## Items
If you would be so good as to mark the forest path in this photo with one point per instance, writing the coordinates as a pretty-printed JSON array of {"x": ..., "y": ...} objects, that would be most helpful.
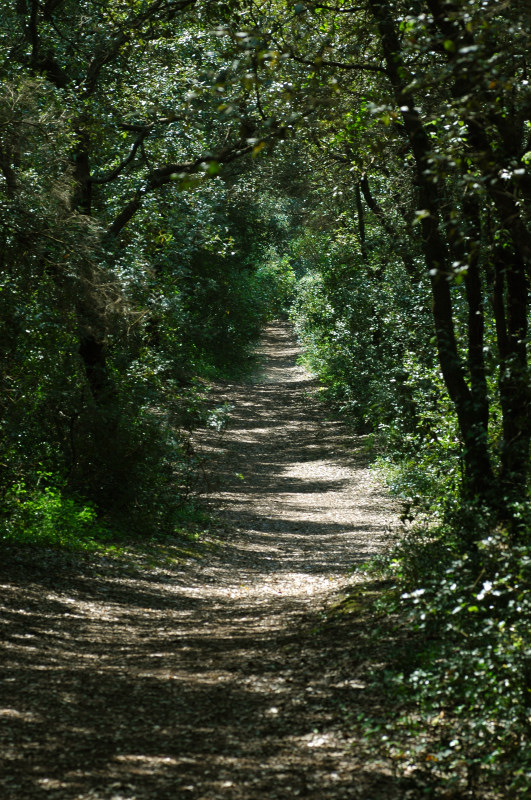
[{"x": 213, "y": 679}]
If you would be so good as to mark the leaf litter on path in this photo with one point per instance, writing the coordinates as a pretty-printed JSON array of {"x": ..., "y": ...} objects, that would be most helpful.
[{"x": 212, "y": 679}]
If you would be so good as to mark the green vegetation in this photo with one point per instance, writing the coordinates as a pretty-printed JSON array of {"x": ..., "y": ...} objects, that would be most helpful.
[{"x": 174, "y": 173}]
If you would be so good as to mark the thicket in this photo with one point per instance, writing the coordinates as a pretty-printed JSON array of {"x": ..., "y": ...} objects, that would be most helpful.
[{"x": 168, "y": 168}]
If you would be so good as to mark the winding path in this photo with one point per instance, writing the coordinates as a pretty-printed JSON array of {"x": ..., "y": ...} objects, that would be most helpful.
[{"x": 214, "y": 679}]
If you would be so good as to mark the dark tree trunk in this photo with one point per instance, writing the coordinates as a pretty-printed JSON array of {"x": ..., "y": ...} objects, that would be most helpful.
[{"x": 479, "y": 475}]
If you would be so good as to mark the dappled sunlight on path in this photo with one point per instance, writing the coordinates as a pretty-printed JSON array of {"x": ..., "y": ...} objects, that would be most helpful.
[{"x": 207, "y": 680}]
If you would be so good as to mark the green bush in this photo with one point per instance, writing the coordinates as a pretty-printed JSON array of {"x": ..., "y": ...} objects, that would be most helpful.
[{"x": 47, "y": 516}]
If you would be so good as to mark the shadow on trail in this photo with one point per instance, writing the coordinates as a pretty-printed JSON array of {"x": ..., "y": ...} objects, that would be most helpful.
[
  {"x": 119, "y": 702},
  {"x": 217, "y": 681}
]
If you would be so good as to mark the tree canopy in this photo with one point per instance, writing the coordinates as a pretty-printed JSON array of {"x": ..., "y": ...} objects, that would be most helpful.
[{"x": 175, "y": 172}]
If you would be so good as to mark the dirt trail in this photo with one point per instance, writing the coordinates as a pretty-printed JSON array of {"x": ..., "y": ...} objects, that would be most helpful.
[{"x": 211, "y": 680}]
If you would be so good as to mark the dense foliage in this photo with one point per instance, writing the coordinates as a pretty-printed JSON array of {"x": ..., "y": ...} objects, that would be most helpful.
[{"x": 173, "y": 173}]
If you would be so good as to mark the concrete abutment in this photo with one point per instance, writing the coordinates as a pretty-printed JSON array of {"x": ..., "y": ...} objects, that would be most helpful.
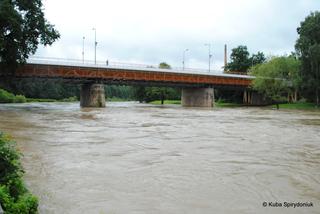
[
  {"x": 197, "y": 97},
  {"x": 92, "y": 95}
]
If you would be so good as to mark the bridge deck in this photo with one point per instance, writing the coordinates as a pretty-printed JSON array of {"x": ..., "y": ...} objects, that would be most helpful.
[{"x": 130, "y": 74}]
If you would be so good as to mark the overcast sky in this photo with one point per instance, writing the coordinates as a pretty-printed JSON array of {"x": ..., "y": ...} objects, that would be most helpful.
[{"x": 153, "y": 31}]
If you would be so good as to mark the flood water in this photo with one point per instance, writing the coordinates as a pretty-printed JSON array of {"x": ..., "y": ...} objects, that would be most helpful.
[{"x": 139, "y": 158}]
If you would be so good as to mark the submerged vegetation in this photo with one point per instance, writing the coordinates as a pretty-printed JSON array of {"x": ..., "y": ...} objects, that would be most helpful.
[
  {"x": 14, "y": 196},
  {"x": 7, "y": 97}
]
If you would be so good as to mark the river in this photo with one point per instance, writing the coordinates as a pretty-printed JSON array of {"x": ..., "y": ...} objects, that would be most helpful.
[{"x": 140, "y": 158}]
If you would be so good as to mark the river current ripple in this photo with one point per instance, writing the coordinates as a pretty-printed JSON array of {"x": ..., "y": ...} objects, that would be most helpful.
[{"x": 140, "y": 158}]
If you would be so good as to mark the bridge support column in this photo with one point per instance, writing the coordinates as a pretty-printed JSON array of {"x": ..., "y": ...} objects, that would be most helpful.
[
  {"x": 255, "y": 99},
  {"x": 197, "y": 97},
  {"x": 92, "y": 95}
]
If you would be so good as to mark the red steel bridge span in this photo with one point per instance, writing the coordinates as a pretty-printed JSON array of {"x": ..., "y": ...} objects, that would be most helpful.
[{"x": 197, "y": 85}]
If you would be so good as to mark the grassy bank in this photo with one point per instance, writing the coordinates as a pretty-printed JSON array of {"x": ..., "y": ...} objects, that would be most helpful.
[
  {"x": 298, "y": 105},
  {"x": 70, "y": 99},
  {"x": 7, "y": 97},
  {"x": 178, "y": 102},
  {"x": 158, "y": 102},
  {"x": 14, "y": 196}
]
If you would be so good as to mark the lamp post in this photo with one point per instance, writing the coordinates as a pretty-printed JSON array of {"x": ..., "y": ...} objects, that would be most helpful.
[
  {"x": 209, "y": 46},
  {"x": 183, "y": 57},
  {"x": 83, "y": 49},
  {"x": 95, "y": 45}
]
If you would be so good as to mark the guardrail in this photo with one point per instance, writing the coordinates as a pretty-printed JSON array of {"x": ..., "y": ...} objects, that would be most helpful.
[
  {"x": 130, "y": 66},
  {"x": 107, "y": 63}
]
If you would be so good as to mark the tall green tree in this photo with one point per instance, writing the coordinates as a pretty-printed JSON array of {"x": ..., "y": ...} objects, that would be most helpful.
[
  {"x": 241, "y": 60},
  {"x": 149, "y": 94},
  {"x": 22, "y": 28},
  {"x": 277, "y": 78},
  {"x": 258, "y": 58},
  {"x": 308, "y": 49}
]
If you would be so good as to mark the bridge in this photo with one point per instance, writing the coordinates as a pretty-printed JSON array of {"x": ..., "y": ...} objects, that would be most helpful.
[{"x": 197, "y": 84}]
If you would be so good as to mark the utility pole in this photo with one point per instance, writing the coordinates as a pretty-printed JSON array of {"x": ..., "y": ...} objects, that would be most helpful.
[
  {"x": 209, "y": 47},
  {"x": 95, "y": 45},
  {"x": 183, "y": 58},
  {"x": 83, "y": 49}
]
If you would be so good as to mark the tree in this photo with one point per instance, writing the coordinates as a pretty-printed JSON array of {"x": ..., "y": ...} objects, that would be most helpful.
[
  {"x": 277, "y": 78},
  {"x": 241, "y": 60},
  {"x": 258, "y": 58},
  {"x": 22, "y": 28},
  {"x": 308, "y": 49},
  {"x": 149, "y": 94},
  {"x": 164, "y": 65}
]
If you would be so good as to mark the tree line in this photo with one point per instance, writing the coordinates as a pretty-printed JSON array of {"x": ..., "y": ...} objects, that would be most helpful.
[{"x": 286, "y": 78}]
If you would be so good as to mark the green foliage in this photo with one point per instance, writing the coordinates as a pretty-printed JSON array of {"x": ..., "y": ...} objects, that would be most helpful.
[
  {"x": 6, "y": 97},
  {"x": 241, "y": 60},
  {"x": 20, "y": 99},
  {"x": 149, "y": 94},
  {"x": 164, "y": 65},
  {"x": 14, "y": 197},
  {"x": 119, "y": 92},
  {"x": 258, "y": 58},
  {"x": 276, "y": 78},
  {"x": 299, "y": 105},
  {"x": 175, "y": 102},
  {"x": 308, "y": 49},
  {"x": 23, "y": 27}
]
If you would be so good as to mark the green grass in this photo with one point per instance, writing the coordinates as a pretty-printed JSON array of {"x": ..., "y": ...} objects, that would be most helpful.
[
  {"x": 116, "y": 99},
  {"x": 158, "y": 102},
  {"x": 7, "y": 97},
  {"x": 298, "y": 105},
  {"x": 31, "y": 100},
  {"x": 178, "y": 102},
  {"x": 70, "y": 99}
]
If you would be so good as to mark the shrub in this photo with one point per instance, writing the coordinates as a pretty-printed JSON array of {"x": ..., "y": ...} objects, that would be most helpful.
[
  {"x": 20, "y": 99},
  {"x": 14, "y": 196},
  {"x": 7, "y": 97}
]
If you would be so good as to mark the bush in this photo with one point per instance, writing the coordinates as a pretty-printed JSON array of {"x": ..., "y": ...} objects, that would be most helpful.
[
  {"x": 7, "y": 97},
  {"x": 20, "y": 99},
  {"x": 14, "y": 196}
]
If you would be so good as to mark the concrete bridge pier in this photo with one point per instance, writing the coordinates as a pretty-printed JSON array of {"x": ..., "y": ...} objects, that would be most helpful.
[
  {"x": 92, "y": 95},
  {"x": 197, "y": 97},
  {"x": 254, "y": 98}
]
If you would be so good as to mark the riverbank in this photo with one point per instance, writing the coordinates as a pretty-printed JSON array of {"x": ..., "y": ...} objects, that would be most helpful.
[
  {"x": 14, "y": 196},
  {"x": 178, "y": 102},
  {"x": 298, "y": 105}
]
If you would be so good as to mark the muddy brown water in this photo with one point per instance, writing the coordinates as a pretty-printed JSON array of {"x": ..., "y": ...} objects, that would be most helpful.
[{"x": 139, "y": 158}]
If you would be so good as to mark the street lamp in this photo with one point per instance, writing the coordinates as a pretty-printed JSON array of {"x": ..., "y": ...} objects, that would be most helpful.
[
  {"x": 183, "y": 57},
  {"x": 95, "y": 45},
  {"x": 83, "y": 49},
  {"x": 209, "y": 46}
]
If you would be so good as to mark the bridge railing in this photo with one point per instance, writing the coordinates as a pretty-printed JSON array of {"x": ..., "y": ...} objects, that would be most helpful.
[
  {"x": 123, "y": 65},
  {"x": 112, "y": 64}
]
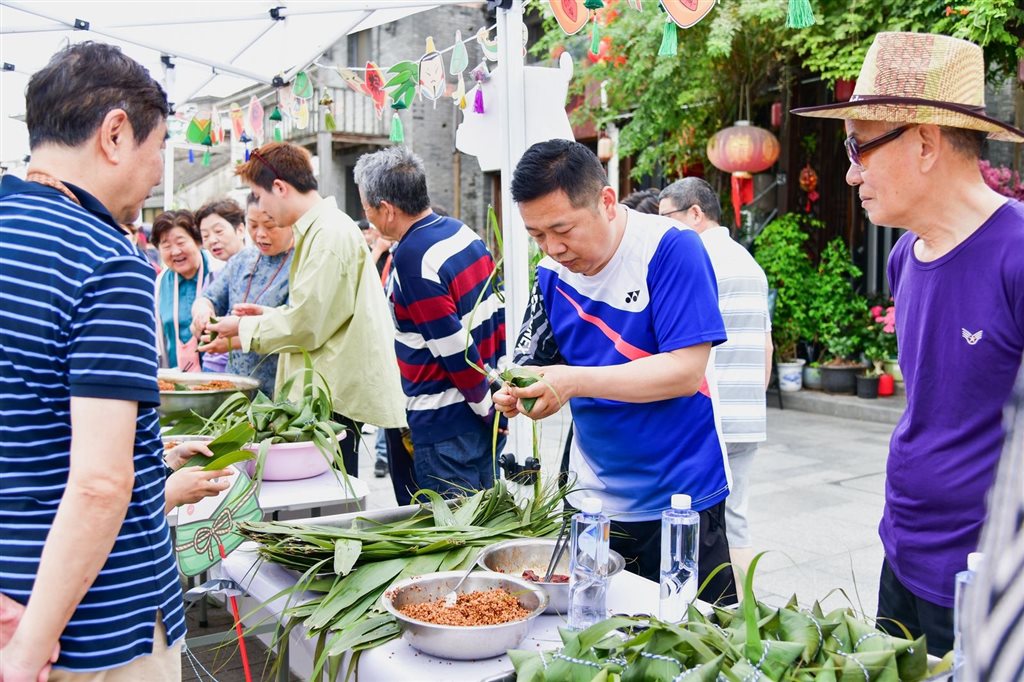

## Stated goal
Give the number of lines in the data above that contain the string "water", counting case-sensitively, and reply with that number alone.

## Correct answer
2